** Exercise aim **
Omit all pictures. Copy the rest of the material exactly.

— START Data for this exercise —

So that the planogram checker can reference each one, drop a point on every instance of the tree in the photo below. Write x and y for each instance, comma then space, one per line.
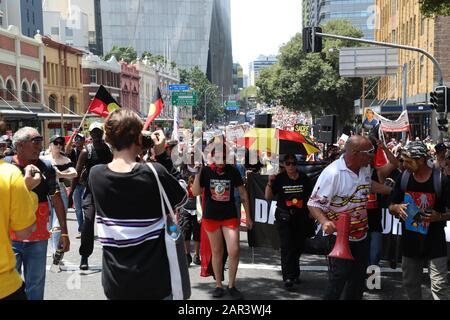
311, 82
198, 82
128, 54
431, 8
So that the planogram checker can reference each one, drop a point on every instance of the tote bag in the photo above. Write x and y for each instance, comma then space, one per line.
179, 273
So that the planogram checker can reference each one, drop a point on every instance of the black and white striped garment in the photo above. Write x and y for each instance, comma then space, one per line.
130, 227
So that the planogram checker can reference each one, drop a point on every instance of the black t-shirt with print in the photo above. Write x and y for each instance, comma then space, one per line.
219, 192
433, 244
135, 264
292, 194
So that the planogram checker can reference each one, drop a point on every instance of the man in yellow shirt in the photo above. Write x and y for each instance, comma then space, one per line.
17, 213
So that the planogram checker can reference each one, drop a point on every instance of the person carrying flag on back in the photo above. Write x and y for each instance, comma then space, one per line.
96, 153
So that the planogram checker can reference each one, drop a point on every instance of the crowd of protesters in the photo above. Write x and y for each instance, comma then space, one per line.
112, 178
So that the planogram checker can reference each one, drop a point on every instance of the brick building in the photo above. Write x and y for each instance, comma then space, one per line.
62, 86
21, 79
129, 84
98, 72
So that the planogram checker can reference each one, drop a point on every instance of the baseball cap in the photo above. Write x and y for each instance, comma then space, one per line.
96, 125
415, 150
4, 139
440, 147
57, 138
79, 137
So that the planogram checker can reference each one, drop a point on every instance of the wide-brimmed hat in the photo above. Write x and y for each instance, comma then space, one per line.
415, 150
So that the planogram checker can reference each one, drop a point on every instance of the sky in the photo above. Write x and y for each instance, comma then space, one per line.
262, 27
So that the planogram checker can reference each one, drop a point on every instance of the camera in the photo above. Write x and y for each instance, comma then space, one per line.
147, 141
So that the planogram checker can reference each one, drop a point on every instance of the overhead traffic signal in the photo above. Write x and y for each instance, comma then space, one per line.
443, 125
308, 39
440, 99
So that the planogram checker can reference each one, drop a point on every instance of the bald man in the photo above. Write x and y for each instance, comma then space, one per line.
343, 187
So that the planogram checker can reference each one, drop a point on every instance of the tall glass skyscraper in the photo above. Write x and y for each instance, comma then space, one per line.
360, 12
188, 32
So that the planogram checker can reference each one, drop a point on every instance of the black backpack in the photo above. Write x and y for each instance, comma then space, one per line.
437, 181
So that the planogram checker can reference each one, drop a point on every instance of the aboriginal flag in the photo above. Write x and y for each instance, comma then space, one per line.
103, 103
155, 108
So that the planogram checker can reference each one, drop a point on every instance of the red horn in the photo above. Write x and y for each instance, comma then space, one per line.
341, 248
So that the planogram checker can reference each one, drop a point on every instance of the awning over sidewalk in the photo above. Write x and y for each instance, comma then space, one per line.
18, 115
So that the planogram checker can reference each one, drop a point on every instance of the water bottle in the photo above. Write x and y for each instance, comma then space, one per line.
173, 232
57, 257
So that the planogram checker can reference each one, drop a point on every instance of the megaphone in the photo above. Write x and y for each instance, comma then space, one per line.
341, 248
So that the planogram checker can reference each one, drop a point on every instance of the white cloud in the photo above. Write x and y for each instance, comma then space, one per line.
262, 26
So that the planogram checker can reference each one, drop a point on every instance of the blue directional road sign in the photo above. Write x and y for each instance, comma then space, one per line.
179, 87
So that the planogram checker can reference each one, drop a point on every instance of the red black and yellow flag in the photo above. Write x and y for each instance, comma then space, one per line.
103, 103
155, 108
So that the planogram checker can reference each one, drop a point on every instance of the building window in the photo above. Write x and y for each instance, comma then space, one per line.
93, 75
10, 90
422, 69
34, 93
422, 25
92, 38
25, 92
72, 104
69, 32
52, 102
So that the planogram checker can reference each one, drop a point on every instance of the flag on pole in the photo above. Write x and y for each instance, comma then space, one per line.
155, 108
103, 103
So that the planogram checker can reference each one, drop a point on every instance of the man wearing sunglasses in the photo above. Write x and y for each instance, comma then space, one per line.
32, 253
420, 198
343, 188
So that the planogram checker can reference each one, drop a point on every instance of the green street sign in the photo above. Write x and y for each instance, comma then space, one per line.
180, 98
232, 103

— END Data for this exercise —

** Task output **
So that the planogram checker can reference each one, drop a point on every instance of the tree in the photo below. Write x and y for each instance, comma then space, one per line.
311, 82
198, 82
128, 54
431, 8
So that the planogram checker can reference each one, drop a point on every instance of the tote bag in the photo above. Write x and y for each instance, comma then space, one per line.
179, 273
So that the planogram checker can reference each one, drop a point on every instance of the black and white striped garment in the photo above. Write x and y for each instance, comma then space, one per line.
130, 227
So that the planogram checker can reference each one, drop a point on every instance of the black t-shirt with print in the photo above. Write x and y for each instance, comma then space, one per line.
219, 192
433, 244
135, 264
292, 194
So that the planogram checker can reference each one, drop a point on every instance of the man in yellow shirt in the photo above. Write x and y for each instance, comma then space, one per line.
17, 213
So that the planogram checker can reference each one, drop a point on every instance of the person carrying flag on back in the photo above. Write x and y for each instance, comma then space, one per line.
96, 153
So that the planogram checker can reference each one, drop a point on every instance of the crowd of protesters in the photo above. Write x and y for each instance, comma then space, one per line.
112, 178
So that the planogram checker can reference each one, drop a point on every instance of the brick building in the photo above. Write x and y for each instance, comma then space, one per line.
62, 86
21, 79
129, 84
98, 72
So that the planogram checker can reference each one, drop a point on every instance of the baseball cap in the photo above. Write x and y for each instance, comma then space, one per line.
96, 125
415, 150
4, 139
440, 147
57, 138
79, 137
So that the planogram checker can reference each one, drop a point on every instance of the wide-brimmed hat in the photo above. Write x and y for each instance, comma then space, one per line.
415, 150
So that the planogram checker can reference each one, drop a point on every instance of the sky in the photo above. Write x and y for each instance, comma then space, one per line.
262, 27
So that the planogram checker can reference each one, drop a point on every instance of the camera in the photo above. Write x and y for each instance, comma then space, one per line.
147, 141
So that the planogram checker can reference each one, drop a point on every instance of the overhead traffic signal in the photo above. Write x and y for each instance, comma then space, one per line.
443, 125
308, 39
440, 99
So that the planogram checker can reference each one, drop a point on every instance of the bald man in the photo above. Write x and y for each instance, comma then space, one per line.
343, 187
So that the planogram checker can reference each one, drop a point on every instance of the tall glass skyscraper in the photo above. Write x and y for each instance, comma then space, one per line.
360, 12
188, 32
So that the planogram checker can reference each one, drop a point on every instance of the black backpack in the photo above. Write x and y for each instance, comma then space, one per line.
437, 181
So that the planogram checker can reference each one, drop a point on every instance of the aboriginal flag in the photo above. Write x and y for each instance, comma then space, one per line.
103, 103
155, 108
So that the planogram checker can reference each one, drop a point on every instance of the red horn in the photo above. Write x and y for each instance, comma then space, one per line.
341, 248
So that the planogram checker can reference each one, drop a point on every instance of the awning over sidewalk in the photo above. Write x and y for each instance, comma then space, one per line.
18, 115
So that the planogram checker can reference each one, drop a point on every instance of the water bottle in the photo above. Write x and y for each instance, comma then space, one per line.
173, 232
57, 257
So that the planogram checker can reference each one, drop a point on every instance of the megaphone in the photo above. Write x and y for each instance, comma then space, one per line.
341, 248
So that the planogram checker can reference each one, drop a point on every instance of the white cloud in the photo above. Write x and y for each instance, comma then space, one per line.
262, 26
So that the planogram checker can reference each one, drop a point on every instance of the blue directional road sign in the photo above. Write x and y for each instance, comma then space, one per line.
179, 87
So that the planogram checker can reference each one, drop a point on every instance of the red black and yellow flag in the photo above. Write x and y for each instance, comma then space, one per line.
103, 103
155, 108
So that the planogram checker can reference each one, drop a point on every instance of the building window in the photo above. Write x and y for each instance, comma then space, one per line.
93, 75
10, 90
422, 69
34, 93
422, 25
92, 38
25, 92
72, 104
69, 32
52, 102
So that the planogram checker can reference each one, drop a point on every instance of the flag on pole in the photo above. Write x and y for each instance, comma then space, one per line.
155, 108
103, 103
So that the planogram checker can reference each one, drop a point on every instance of the man wearing sunglasses in the photo above. Write x and y for each instance, comma then space, one per line.
32, 253
420, 198
343, 188
So that the planogram checker can reference each one, drop a point on every instance of the green street sign in the photo above. Write x and y for each instance, comma then space, one per line.
180, 98
232, 103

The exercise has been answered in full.